Date: 31 January - 1 February 2005
Location: Hotel Carrefour de l'Europe, Grasmarkt 110, B-1000 Brussels
Parallel session on "Grid Economics and Business Models"
Monday January 31st 2005
Session organiser: Maria Tsakali
Abstract
As more and more companies will move their business applications onto the Grid, a new business ecosystem to handle this new marketplace is emerging. This ecosystem of resource selection, allocation, control, and payment is referred to as Grid Economics.
Because of the dynamic nature of the Grid, traditional means for managing the allocation of resources and charging for them may not be efficient. Individual organizations may be reluctant to disclose accurate information about resource cost and availability, and would like to use this information asymmetry to their advantage in order to consume more resources of others and offer less than the efficient level. Also, managing resources and creating the corresponding market at a local level is much easier than over a geographically distributed network especially when demand and availability for these resources is sporadic and depends on many different and unpredictable factors such as dynamic configurations of nodes due to performance variations etc. Therefore, the dynamic and real-time nature of the future Grid services and the unsuitability of current business models impose new requirements on the market mechanisms of the emerging Grid economy. The next generation Grid should take these new requirements into account and integrate into the Grid architecture the concepts of accounting, payments, trust, and quality of the underlying services. The lack of such mechanisms will slow down the emergence of new innovative business models that will fuel the young Grid economy.
This workshop will analyse the state-of-the-art in Grid Economics and Business Models, will identify major challenges to the acceleration of grid adoption and will propose specific areas where more research and development is necessary.
Issues to be addressed
- Grid Economics
- The Grid versus conventional markets
- Economic modelling issues, what is special in the Grid market
- Grid market structures
- Grid Policies and strategic behaviour of participants
- Incentives to participate and contribute to the Grid
- Resource usage must bridge technological, political and social boundaries
- Market mechanisms
- Negotiation mechanisms for use of resources
- Payment and general incentives mechanisms: auctions, pricing, peering
- Software license models
- Business models to drive the Grid economy
- Market mechanism requirements
- Price models (Pay-per-use, pay-per-??)

==================================================

- [Tasks to complete]
(a) According to the workshop announcement, who organized the parallel session on "Grid Economics and Business Models"?
(b) Reproduce the stretch of the workshop announcement from "This workshop will" through "development is necessary.", swapping "workshop" for "seminar".

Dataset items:

==================================================

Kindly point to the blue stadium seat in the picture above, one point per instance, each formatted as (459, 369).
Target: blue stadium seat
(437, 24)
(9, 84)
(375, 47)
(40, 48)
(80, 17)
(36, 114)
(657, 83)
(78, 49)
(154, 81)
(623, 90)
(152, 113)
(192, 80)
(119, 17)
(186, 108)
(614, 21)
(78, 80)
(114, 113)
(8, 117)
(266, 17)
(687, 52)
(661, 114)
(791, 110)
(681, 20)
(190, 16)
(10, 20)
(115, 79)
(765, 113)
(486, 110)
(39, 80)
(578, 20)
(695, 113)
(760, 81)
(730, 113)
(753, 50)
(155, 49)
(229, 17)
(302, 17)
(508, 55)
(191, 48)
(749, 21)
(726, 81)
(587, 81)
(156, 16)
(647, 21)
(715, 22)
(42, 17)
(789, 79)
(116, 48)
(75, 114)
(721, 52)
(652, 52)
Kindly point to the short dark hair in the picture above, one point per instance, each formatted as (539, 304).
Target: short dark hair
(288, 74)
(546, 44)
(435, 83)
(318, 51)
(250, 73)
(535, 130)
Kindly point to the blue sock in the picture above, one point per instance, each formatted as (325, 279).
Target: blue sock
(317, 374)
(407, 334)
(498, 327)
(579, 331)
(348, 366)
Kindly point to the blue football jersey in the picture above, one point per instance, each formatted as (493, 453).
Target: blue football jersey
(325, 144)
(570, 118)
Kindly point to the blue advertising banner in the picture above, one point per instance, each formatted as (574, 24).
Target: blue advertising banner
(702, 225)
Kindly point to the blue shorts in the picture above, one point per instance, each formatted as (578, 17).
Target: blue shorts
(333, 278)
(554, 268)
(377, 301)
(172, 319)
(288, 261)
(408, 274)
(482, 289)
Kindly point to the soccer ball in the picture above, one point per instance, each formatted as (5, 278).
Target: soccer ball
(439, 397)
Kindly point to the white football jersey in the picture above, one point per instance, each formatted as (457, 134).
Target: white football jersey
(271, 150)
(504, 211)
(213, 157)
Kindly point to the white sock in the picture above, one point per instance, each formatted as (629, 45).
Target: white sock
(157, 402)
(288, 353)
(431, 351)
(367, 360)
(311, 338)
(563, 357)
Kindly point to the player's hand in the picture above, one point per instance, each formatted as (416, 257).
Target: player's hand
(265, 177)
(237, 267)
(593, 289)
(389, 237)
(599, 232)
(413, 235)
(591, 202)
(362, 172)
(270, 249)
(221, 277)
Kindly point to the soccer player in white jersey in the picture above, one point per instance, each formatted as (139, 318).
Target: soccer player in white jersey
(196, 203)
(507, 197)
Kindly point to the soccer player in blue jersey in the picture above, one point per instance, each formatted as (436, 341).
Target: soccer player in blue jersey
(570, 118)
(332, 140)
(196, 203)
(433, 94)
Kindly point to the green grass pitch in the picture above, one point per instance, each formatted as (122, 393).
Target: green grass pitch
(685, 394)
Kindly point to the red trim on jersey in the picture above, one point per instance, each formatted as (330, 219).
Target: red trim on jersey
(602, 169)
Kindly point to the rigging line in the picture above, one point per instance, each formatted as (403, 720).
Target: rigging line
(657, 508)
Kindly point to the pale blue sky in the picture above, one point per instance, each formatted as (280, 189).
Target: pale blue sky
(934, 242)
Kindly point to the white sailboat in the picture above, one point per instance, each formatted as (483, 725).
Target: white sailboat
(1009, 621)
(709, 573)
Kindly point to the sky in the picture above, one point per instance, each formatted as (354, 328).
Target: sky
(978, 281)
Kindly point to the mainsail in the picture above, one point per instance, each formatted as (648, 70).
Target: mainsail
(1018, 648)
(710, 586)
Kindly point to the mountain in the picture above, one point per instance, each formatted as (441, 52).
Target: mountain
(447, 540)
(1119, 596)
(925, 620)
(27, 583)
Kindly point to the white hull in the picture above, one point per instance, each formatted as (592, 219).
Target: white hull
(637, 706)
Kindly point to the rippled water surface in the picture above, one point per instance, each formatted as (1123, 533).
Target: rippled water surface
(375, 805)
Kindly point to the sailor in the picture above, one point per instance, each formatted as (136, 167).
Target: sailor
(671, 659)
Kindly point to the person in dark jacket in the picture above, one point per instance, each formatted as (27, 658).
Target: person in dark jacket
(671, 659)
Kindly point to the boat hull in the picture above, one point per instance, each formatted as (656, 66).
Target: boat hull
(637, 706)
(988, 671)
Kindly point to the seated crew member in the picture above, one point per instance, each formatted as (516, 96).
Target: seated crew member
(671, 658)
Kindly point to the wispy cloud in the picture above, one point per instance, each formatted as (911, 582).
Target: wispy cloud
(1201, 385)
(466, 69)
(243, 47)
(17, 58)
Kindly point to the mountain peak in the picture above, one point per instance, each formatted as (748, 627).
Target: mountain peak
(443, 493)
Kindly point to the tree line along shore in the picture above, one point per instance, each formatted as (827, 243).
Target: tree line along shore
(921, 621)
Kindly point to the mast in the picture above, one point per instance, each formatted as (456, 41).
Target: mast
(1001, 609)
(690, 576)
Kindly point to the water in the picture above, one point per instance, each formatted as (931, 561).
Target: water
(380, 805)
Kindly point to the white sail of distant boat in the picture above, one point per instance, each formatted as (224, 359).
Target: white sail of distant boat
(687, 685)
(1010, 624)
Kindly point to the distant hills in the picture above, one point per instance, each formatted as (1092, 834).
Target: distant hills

==================================================

- [Responses to the tasks]
(a) Maria Tsakali

(b)
This seminar will analyse the state-of-the-art in Grid Economics and Business Models, will identify major challenges to the acceleration of grid adoption and will propose specific areas where more research and development is necessary.